* **Prompt**
The records below are to be repeated in full, exactly as they are.

* **Record set**

--- start ---

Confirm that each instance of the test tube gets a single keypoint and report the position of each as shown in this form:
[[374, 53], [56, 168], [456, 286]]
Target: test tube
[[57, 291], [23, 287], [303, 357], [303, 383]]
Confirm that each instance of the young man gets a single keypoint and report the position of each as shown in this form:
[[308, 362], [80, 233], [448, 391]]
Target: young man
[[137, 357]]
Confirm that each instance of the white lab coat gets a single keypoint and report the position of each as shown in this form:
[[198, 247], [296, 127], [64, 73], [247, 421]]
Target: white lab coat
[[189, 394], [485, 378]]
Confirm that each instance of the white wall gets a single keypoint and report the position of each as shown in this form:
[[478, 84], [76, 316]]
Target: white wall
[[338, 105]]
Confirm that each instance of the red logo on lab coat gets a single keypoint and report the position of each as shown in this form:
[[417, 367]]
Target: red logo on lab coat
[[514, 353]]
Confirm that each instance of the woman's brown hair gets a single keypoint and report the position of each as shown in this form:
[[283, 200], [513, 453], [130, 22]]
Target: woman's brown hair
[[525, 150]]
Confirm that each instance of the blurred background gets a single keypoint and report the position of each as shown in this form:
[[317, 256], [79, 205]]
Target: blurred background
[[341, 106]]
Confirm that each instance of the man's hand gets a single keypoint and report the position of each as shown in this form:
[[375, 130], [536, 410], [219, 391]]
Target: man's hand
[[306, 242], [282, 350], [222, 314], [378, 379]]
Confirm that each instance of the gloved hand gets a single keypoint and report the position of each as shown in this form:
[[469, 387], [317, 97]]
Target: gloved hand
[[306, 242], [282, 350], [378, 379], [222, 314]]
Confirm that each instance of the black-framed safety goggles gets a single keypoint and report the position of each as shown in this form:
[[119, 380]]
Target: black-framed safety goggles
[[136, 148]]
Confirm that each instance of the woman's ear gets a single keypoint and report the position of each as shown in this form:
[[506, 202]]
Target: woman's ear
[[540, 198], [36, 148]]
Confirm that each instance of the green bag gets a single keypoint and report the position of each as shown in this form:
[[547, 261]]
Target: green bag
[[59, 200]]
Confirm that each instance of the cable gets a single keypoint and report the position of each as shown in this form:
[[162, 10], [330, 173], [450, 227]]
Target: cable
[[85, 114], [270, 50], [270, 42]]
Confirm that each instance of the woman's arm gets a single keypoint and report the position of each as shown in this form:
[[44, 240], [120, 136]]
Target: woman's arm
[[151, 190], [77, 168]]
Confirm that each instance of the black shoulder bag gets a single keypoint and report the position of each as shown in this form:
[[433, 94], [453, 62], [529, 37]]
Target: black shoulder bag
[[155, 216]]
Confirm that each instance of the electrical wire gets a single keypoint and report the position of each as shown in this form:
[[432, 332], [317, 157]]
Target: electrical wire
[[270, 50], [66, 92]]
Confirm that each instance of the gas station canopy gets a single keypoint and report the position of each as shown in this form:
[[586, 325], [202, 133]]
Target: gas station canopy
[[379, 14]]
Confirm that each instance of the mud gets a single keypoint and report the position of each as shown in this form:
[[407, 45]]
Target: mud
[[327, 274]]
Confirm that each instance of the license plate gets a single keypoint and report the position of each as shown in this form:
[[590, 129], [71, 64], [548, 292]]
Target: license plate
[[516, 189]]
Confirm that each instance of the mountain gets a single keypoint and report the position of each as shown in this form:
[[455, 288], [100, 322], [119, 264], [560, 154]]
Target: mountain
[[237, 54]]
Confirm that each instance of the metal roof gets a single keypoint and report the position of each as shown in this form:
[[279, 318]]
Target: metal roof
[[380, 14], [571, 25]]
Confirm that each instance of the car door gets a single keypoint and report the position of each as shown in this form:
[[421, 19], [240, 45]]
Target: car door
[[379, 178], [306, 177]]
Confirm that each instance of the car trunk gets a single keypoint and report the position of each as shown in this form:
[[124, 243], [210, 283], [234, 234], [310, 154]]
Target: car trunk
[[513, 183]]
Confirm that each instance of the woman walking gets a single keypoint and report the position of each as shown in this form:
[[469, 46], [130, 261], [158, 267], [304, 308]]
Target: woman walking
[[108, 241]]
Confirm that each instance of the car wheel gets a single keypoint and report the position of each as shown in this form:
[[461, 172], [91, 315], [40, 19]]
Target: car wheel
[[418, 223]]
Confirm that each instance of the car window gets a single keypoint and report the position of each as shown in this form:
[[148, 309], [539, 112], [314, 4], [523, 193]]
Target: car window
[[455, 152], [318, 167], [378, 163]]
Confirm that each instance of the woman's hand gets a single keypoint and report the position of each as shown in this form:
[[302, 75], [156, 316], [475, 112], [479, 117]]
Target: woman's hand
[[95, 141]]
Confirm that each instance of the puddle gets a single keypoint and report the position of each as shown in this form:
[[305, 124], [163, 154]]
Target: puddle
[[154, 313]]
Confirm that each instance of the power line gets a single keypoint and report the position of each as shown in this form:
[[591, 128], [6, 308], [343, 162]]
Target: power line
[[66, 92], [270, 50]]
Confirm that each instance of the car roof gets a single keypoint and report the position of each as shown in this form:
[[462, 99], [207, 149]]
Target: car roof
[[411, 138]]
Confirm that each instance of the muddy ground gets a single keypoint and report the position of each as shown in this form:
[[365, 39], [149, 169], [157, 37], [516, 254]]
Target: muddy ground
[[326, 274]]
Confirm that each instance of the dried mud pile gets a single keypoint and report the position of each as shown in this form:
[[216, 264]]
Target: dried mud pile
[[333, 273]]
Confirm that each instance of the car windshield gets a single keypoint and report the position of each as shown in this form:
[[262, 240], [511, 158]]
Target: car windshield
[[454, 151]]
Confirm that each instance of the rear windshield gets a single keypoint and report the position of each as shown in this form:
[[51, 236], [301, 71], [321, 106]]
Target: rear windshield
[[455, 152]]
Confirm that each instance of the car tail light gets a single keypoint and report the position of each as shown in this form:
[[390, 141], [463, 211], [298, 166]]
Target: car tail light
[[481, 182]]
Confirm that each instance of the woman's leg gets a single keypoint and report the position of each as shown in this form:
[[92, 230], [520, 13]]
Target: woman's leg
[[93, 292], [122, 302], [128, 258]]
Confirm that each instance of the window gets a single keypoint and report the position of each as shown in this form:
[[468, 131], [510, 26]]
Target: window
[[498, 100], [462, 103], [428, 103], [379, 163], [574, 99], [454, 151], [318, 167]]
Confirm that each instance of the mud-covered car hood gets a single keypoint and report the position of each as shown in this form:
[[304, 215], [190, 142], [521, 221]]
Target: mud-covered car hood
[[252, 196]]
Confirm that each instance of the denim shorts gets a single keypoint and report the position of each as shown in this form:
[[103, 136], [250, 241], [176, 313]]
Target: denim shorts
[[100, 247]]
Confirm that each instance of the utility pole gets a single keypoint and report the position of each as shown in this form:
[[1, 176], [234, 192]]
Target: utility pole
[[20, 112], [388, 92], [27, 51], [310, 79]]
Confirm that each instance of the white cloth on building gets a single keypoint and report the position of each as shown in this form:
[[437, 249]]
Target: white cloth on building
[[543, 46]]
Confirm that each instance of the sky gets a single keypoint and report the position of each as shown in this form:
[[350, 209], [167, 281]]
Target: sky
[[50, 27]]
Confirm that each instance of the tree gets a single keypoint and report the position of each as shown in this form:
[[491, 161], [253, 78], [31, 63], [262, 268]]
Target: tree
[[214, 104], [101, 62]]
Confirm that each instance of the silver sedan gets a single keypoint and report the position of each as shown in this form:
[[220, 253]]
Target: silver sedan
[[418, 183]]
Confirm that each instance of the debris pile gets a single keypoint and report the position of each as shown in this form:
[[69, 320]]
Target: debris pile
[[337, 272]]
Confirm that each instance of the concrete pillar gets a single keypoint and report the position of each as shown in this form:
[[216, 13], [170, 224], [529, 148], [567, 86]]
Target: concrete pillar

--- end ---

* **Worked answer**
Confirm that each instance of the test tube gets a single keypoint and report the position of each as shown in this form:
[[374, 53], [56, 168], [456, 286]]
Target: test tube
[[57, 291], [23, 287], [303, 357], [303, 383]]
Confirm that each instance of the young man gets a single keypoint and report the position of each as shown in this form:
[[308, 362], [80, 233], [448, 391]]
Target: young man
[[137, 357]]
Confirm that each instance of the white lab coat gets a single keypoint and report the position of each as shown in this form:
[[198, 247], [296, 127], [64, 73], [247, 421]]
Target: white lab coat
[[189, 394], [485, 378]]
Confirm that each instance of the white wall gets a single keypoint and report the position of each as shown in this form:
[[478, 84], [76, 316]]
Target: white wall
[[338, 105]]
Confirm that each instance of the red logo on lab coat gets a single keypoint and report the position of each as shown in this form:
[[417, 367]]
Target: red logo on lab coat
[[514, 353]]
Confirm that each instance of the woman's brown hair gets a single keypoint and report the position of each as shown in this form:
[[283, 200], [513, 453], [130, 22]]
Target: woman's brown hair
[[525, 150]]
Confirm that each instance of the blurred background gets a single keypoint and report the position of each as shown in this form:
[[317, 256], [79, 205]]
Target: blurred background
[[341, 106]]
Confirm that each instance of the man's hand gets a single keypoint and report the position of each as shown in this form:
[[375, 130], [536, 410], [219, 391]]
Target: man's hand
[[306, 242], [282, 350], [222, 314], [378, 379]]
Confirm that each instance of the gloved hand gets a single keypoint and report the position of each as shown in this form:
[[469, 387], [317, 97]]
Target: gloved hand
[[306, 242], [282, 350], [378, 379], [222, 314]]
Confirm that each instance of the black-framed safety goggles gets a single keypoint and report the position of each as shown in this form:
[[119, 380]]
Target: black-framed safety goggles
[[136, 148]]
Confirm that each instance of the woman's ear gets a single keypoint and report the position of each as shown in this form:
[[506, 202]]
Target: woman's ear
[[540, 198], [36, 148]]
Confirm that each instance of the green bag gets a single keypoint and report the position of each as shown in this form:
[[547, 261]]
Target: green bag
[[59, 200]]
Confirm that each instance of the cable gets a single keypoint and report the position of each as shown in this form:
[[162, 10], [330, 173], [450, 227]]
Target: cable
[[85, 114], [270, 50], [270, 42]]
Confirm that each instance of the woman's arm gets a single keypoint and report the position of each as shown in this form:
[[44, 240], [120, 136]]
Target: woman's arm
[[151, 190], [77, 168]]
Confirm that each instance of the black shoulder bag gets a single keypoint and report the position of each as shown in this form:
[[433, 94], [453, 62], [529, 37]]
Target: black shoulder bag
[[155, 216]]
Confirm that each instance of the electrical wire gets a single keypoint and report the position of each as shown in this form:
[[432, 332], [317, 157]]
Target: electrical wire
[[270, 50], [66, 92]]
Confirm that each instance of the gas station canopy gets a single keypoint and report the position of each as shown in this form:
[[586, 325], [202, 133]]
Target: gas station canopy
[[379, 14]]
Confirm that each instance of the mud gets a single keypoint and report the position of each as shown in this form:
[[407, 45]]
Target: mud
[[327, 274]]
Confirm that each instance of the license plate gets a single keypoint and report the position of each as shown in this form:
[[590, 129], [71, 64], [548, 292]]
Target: license plate
[[516, 189]]
Confirm that each instance of the mountain gets a single keypoint and report the position of each as shown in this form:
[[455, 288], [100, 322], [119, 264], [560, 154]]
Target: mountain
[[237, 54]]
Confirm that each instance of the metal roof gets a single keypoint and report the position of each as shown in this form:
[[279, 318]]
Target: metal roof
[[380, 14], [571, 25]]
Confirm that each instance of the car door gets a single keypoint and report the position of each as shown in this form:
[[421, 19], [240, 45]]
Target: car door
[[379, 178], [306, 177]]
Confirm that each instance of the car trunk gets a single keypoint and report the position of each as shown in this form:
[[124, 243], [210, 283], [234, 234], [310, 154]]
Target: car trunk
[[513, 183]]
Confirm that each instance of the woman walking gets a single keypoint and report the position of each as shown in this form:
[[469, 46], [130, 261], [158, 267], [304, 308]]
Target: woman walking
[[108, 241]]
Confirm that each instance of the car wheel gets a single keypoint and report the position of each as shown in this form:
[[461, 172], [91, 315], [40, 19]]
Target: car wheel
[[418, 223]]
Confirm that each instance of the car window gets a single keypoint and report the position of each as shown in this form:
[[148, 309], [539, 112], [314, 4], [523, 193]]
Target: car window
[[455, 152], [318, 167], [378, 163]]
Confirm that each instance of the woman's hand gets a single keypoint and report the position of each as shown in this form:
[[302, 75], [156, 316], [475, 112], [479, 117]]
Target: woman's hand
[[95, 141]]
Confirm that each instance of the puddle gets a single keypoint and report the position of each as shown in this form:
[[305, 124], [163, 154]]
Target: puddle
[[154, 313]]
Confirm that each instance of the power line gets a single keypoint and report the position of each as shown in this form:
[[591, 128], [6, 308], [343, 162]]
Target: power line
[[66, 92], [270, 50]]
Confirm that each instance of the car roof gets a single keypoint and report the position of each as shown in this form:
[[462, 99], [207, 149]]
Target: car roof
[[411, 138]]
Confirm that each instance of the muddy ground gets a single keypoint and report the position of each as shown in this form:
[[365, 39], [149, 169], [157, 37], [516, 254]]
Target: muddy ground
[[326, 274]]
Confirm that each instance of the dried mud pile gets a single keypoint and report the position of each as shown in this form:
[[216, 264]]
Target: dried mud pile
[[333, 273]]
Confirm that each instance of the car windshield gets a single keypoint and report the position of each as shown in this form:
[[262, 240], [511, 158]]
Target: car windshield
[[454, 151]]
Confirm that each instance of the rear windshield gets a single keypoint and report the position of each as shown in this form:
[[51, 236], [301, 71], [321, 106]]
Target: rear windshield
[[455, 152]]
Confirm that each instance of the car tail light gets a single keypoint and report the position of each as shown in this form:
[[390, 141], [463, 211], [298, 166]]
Target: car tail light
[[481, 182]]
Confirm that each instance of the woman's leg gets a single keypoint and report the position of each as shown in this form:
[[92, 230], [520, 13]]
Target: woman's leg
[[93, 292], [122, 302], [128, 258]]
Confirm that each instance of the window gets a single keypoint and report the position of each as shown in this form:
[[468, 131], [510, 26]]
Target: window
[[498, 100], [462, 103], [428, 103], [379, 163], [574, 99], [454, 151], [318, 167]]
Confirm that each instance of the mud-covered car hood gets a single keypoint and report the position of each as shown in this form:
[[304, 215], [190, 142], [521, 221]]
Target: mud-covered car hood
[[252, 196]]
Confirm that each instance of the denim shorts gets a single keypoint and report the position of each as shown in this form:
[[103, 136], [250, 241], [176, 313]]
Target: denim shorts
[[100, 247]]
Confirm that each instance of the utility pole gets a single keypoint and report the position of each as shown in this form:
[[1, 176], [234, 192]]
Target: utility pole
[[20, 112], [388, 92], [27, 51], [310, 79]]
Confirm that each instance of the white cloth on building gets a single keypoint and report the position of each as shown in this form:
[[437, 249]]
Target: white cloth on building
[[543, 46]]
Confirm that each instance of the sky gets a single keypoint and report the position of each as shown in this form:
[[350, 209], [167, 281]]
Target: sky
[[50, 27]]
Confirm that each instance of the tree gets a single keypoint and report the position of each as shown in this form:
[[491, 161], [253, 78], [31, 63], [262, 268]]
Target: tree
[[214, 104], [101, 62]]
Confirm that each instance of the silver sedan gets a single keypoint and report the position of each as shown in this form:
[[220, 253]]
Target: silver sedan
[[418, 183]]
Confirm that each instance of the debris pile gets a single keypoint and report the position of each as shown in this form:
[[69, 320]]
Target: debris pile
[[337, 272]]
Confirm that each instance of the concrete pillar gets a single keypoint and report the position of each as shown in this form:
[[216, 13], [170, 224], [529, 148], [567, 86]]
Target: concrete pillar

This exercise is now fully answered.